___ RECORDS PROVIDED ___

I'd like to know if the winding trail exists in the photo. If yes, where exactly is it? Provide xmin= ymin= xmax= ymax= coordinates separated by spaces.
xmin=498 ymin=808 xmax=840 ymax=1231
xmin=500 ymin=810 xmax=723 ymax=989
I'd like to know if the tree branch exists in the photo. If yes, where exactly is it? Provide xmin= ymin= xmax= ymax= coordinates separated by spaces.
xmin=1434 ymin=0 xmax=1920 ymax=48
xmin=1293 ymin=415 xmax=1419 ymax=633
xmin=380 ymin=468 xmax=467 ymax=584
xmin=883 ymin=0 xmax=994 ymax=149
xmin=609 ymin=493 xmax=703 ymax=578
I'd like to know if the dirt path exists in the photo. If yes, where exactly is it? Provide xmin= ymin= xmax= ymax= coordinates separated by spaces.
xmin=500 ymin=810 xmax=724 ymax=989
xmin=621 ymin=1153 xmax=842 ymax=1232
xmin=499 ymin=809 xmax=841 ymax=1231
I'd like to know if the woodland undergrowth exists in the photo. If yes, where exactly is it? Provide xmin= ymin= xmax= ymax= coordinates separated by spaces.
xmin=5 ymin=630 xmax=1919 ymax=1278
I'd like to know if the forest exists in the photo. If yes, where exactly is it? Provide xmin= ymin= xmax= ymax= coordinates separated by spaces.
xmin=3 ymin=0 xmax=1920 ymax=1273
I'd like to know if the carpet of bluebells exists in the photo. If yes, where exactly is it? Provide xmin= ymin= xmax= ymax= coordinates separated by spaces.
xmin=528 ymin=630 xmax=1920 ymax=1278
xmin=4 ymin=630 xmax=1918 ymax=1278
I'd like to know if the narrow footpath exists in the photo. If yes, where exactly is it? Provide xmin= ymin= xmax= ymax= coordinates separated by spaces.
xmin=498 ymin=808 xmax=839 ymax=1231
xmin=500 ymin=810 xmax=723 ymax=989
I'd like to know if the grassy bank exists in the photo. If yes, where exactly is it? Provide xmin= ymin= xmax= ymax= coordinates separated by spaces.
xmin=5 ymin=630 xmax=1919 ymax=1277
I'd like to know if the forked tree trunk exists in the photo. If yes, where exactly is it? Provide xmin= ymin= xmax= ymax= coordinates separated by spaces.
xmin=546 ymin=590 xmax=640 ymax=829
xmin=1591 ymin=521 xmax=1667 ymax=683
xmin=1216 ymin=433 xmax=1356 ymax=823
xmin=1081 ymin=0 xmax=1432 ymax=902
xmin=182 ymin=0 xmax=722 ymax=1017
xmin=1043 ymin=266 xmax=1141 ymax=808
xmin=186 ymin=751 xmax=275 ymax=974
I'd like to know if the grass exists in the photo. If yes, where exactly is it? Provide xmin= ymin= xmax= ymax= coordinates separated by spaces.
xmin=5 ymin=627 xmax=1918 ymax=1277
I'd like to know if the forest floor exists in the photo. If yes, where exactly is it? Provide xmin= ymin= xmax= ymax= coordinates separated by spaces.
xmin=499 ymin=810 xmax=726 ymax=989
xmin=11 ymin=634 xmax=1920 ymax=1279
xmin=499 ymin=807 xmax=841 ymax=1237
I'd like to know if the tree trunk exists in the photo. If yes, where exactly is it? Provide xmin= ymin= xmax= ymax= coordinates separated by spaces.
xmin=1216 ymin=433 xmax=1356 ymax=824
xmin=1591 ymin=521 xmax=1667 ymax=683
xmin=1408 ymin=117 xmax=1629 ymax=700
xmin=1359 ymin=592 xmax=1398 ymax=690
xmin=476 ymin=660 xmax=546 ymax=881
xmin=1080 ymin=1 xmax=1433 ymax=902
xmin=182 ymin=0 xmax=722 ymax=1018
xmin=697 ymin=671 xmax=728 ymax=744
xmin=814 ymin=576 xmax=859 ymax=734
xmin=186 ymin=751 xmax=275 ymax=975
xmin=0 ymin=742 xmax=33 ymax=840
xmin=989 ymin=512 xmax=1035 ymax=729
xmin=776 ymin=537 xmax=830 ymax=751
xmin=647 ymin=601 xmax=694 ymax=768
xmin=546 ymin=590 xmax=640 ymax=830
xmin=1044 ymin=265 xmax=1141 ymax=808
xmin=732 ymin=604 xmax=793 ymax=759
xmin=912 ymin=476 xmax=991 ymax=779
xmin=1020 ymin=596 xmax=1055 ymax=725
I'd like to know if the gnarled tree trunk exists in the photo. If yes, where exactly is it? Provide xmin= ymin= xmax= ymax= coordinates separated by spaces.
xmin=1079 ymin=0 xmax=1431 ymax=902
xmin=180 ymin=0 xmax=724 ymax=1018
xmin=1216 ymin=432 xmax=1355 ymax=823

___

HOW TO COMPLETE THIS TASK:
Repeat the listing above without any change.

TASK RESULT:
I'd like to know if the winding trail exists in the photo. If yes, where exactly is it? Provide xmin= ymin= xmax= ymax= coordinates separated by spaces.
xmin=498 ymin=808 xmax=840 ymax=1231
xmin=500 ymin=810 xmax=723 ymax=989
I'd like to know if the tree branch exists in the photo. If yes, where exactly is it? Provide xmin= ymin= xmax= ymax= coordinates separated by spaces.
xmin=1434 ymin=0 xmax=1920 ymax=48
xmin=1293 ymin=415 xmax=1419 ymax=633
xmin=380 ymin=468 xmax=467 ymax=584
xmin=883 ymin=0 xmax=994 ymax=149
xmin=609 ymin=493 xmax=703 ymax=578
I'd like to know if the dirt path exists in the photo. If yes, where exactly is it? Provide xmin= ymin= xmax= ymax= coordinates separated by spaces.
xmin=500 ymin=810 xmax=724 ymax=989
xmin=621 ymin=1153 xmax=842 ymax=1232
xmin=499 ymin=809 xmax=841 ymax=1231
I'd like to know if the woodland undergrowth exists in the photo. If yes, where exactly is it? Provide xmin= ymin= xmax= ymax= coordinates separated by spaces.
xmin=5 ymin=630 xmax=1919 ymax=1278
I'd like to know if the forest exists in the photo. If yes, where exactly is it? Provide xmin= ymin= xmax= ymax= coordinates separated by spaces.
xmin=3 ymin=0 xmax=1920 ymax=1273
I'd like to know if the carpet of bluebells exists in the photo. If yes, where exactly is it? Provide xmin= ymin= xmax= ymax= coordinates separated by spaces.
xmin=528 ymin=630 xmax=1920 ymax=1278
xmin=4 ymin=630 xmax=1918 ymax=1278
I'd like to know if the narrow footpath exists in the photo. If yes, where exactly is it? Provide xmin= ymin= xmax= ymax= coordinates separated by spaces.
xmin=498 ymin=808 xmax=839 ymax=1231
xmin=500 ymin=810 xmax=723 ymax=989
I'd like to know if the grassy bank exists in the photo. If yes, where exactly is it? Provide xmin= ymin= xmax= ymax= coordinates separated by spaces.
xmin=5 ymin=630 xmax=1919 ymax=1277
I'd like to know if the forked tree trunk exists in the photo. If yes, where exactly is it? Provide xmin= ymin= xmax= ymax= coordinates separated by spaces.
xmin=546 ymin=590 xmax=640 ymax=829
xmin=1591 ymin=521 xmax=1667 ymax=683
xmin=1216 ymin=433 xmax=1356 ymax=823
xmin=1081 ymin=0 xmax=1432 ymax=902
xmin=182 ymin=0 xmax=722 ymax=1017
xmin=1043 ymin=266 xmax=1141 ymax=808
xmin=186 ymin=751 xmax=275 ymax=974
I'd like to know if the grass exists in the photo. If yes, where exactly is it? Provide xmin= ymin= xmax= ymax= coordinates separated by spaces.
xmin=5 ymin=627 xmax=1918 ymax=1277
I'd like to know if the forest floor exists in the photo. If yes, where exactly is it? Provide xmin= ymin= xmax= ymax= coordinates separated by spaces.
xmin=499 ymin=810 xmax=726 ymax=989
xmin=11 ymin=634 xmax=1920 ymax=1279
xmin=499 ymin=807 xmax=841 ymax=1237
I'd like to know if the tree trunk exists in the photo. If yes, where exactly is it? Provide xmin= ymin= xmax= ymax= coordinates separated by spaces.
xmin=1216 ymin=433 xmax=1356 ymax=824
xmin=1591 ymin=521 xmax=1667 ymax=683
xmin=1408 ymin=117 xmax=1629 ymax=700
xmin=1359 ymin=592 xmax=1398 ymax=690
xmin=476 ymin=660 xmax=546 ymax=881
xmin=1080 ymin=1 xmax=1433 ymax=902
xmin=182 ymin=0 xmax=722 ymax=1018
xmin=697 ymin=671 xmax=728 ymax=744
xmin=814 ymin=576 xmax=859 ymax=734
xmin=186 ymin=751 xmax=275 ymax=975
xmin=0 ymin=742 xmax=33 ymax=840
xmin=989 ymin=512 xmax=1035 ymax=729
xmin=776 ymin=537 xmax=830 ymax=751
xmin=647 ymin=601 xmax=694 ymax=768
xmin=546 ymin=590 xmax=640 ymax=830
xmin=1044 ymin=265 xmax=1141 ymax=808
xmin=732 ymin=604 xmax=793 ymax=759
xmin=912 ymin=476 xmax=991 ymax=779
xmin=1020 ymin=596 xmax=1055 ymax=725
I'd like to know if the gnarled tree trunk exists in the photo. If yes, where exactly is it? Provide xmin= ymin= xmax= ymax= coordinates separated by spaces.
xmin=1079 ymin=0 xmax=1431 ymax=902
xmin=180 ymin=0 xmax=724 ymax=1018
xmin=1216 ymin=432 xmax=1355 ymax=823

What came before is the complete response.